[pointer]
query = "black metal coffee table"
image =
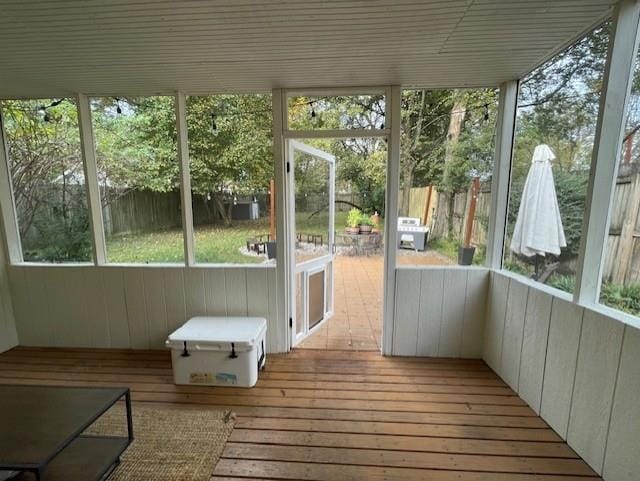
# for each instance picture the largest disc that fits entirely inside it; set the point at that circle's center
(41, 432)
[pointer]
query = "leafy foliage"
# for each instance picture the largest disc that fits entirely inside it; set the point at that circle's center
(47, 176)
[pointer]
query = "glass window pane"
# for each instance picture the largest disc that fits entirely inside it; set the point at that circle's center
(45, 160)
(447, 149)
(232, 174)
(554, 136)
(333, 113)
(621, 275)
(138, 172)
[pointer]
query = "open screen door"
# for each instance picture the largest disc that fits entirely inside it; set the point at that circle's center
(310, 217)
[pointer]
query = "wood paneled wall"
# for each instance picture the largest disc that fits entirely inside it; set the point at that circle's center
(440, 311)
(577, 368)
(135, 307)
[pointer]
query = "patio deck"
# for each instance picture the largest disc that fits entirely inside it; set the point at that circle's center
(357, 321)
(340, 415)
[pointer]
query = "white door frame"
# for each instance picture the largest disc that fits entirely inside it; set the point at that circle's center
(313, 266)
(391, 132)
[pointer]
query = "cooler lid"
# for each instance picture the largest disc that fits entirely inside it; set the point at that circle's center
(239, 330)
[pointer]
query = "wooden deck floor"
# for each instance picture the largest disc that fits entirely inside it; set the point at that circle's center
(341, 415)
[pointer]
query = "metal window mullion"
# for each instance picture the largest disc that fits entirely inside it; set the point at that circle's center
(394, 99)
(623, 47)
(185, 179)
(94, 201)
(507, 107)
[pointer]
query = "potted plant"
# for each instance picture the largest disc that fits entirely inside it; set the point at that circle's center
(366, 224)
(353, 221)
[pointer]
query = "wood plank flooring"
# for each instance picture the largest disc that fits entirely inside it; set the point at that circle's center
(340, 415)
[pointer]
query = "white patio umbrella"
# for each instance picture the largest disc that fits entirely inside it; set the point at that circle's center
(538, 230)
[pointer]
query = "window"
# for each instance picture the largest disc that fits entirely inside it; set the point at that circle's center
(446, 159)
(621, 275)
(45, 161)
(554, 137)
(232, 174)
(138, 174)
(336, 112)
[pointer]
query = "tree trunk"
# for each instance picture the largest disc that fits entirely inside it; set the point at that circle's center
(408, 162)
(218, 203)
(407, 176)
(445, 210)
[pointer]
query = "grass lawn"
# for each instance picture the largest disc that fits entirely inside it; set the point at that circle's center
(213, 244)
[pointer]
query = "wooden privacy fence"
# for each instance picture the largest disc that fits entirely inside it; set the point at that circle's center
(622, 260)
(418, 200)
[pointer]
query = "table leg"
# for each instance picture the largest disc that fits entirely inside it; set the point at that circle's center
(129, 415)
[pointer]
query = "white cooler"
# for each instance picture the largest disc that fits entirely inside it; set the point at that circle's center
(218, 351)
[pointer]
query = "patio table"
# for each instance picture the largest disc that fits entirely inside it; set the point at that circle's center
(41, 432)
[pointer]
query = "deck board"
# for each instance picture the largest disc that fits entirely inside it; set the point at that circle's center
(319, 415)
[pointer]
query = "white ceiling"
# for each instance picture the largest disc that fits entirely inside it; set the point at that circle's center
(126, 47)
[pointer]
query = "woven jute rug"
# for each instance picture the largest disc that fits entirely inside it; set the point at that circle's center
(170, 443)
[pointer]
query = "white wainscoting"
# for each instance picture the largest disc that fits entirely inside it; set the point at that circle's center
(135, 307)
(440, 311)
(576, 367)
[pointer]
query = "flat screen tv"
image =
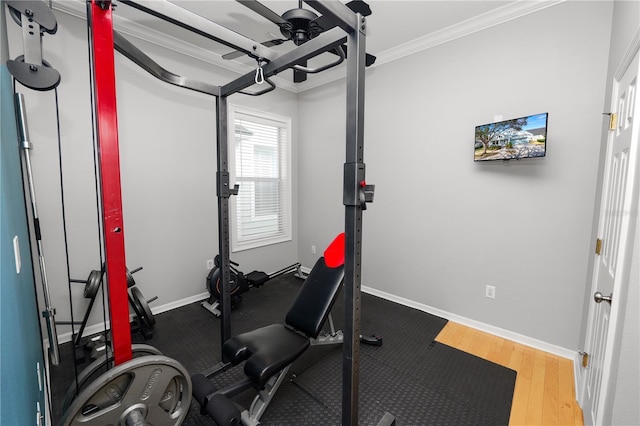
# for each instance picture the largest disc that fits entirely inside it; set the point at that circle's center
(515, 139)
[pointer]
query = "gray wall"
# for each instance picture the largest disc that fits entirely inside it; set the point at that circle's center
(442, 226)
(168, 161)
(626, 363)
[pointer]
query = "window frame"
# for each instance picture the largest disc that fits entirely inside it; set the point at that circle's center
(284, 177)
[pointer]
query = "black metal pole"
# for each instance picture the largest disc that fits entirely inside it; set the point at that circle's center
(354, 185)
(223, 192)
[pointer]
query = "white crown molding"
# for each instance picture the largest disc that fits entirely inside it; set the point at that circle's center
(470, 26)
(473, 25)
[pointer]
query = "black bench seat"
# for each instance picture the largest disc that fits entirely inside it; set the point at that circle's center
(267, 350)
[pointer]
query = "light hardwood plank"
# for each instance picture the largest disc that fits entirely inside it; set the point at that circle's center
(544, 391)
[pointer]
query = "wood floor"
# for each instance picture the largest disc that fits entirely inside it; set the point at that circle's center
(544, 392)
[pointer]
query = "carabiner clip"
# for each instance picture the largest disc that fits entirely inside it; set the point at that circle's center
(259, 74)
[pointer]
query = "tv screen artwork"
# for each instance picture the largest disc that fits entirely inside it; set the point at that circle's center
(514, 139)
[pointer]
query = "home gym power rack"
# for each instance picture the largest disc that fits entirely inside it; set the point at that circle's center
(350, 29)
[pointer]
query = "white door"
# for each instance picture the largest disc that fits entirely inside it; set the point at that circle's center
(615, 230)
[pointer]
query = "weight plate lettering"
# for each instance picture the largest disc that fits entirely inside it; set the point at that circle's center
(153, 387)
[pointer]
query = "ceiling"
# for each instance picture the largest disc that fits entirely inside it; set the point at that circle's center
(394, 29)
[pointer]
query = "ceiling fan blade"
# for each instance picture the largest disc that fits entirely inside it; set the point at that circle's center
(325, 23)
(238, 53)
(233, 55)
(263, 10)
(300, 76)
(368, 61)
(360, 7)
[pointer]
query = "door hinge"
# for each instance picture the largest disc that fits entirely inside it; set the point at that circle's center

- _Work to be completed_:
Collect every line of the entries above that contains the word "plank", and copy each one. Case counts.

- _Written reply_:
query = "wood plank flooring"
query = "light hardwood plank"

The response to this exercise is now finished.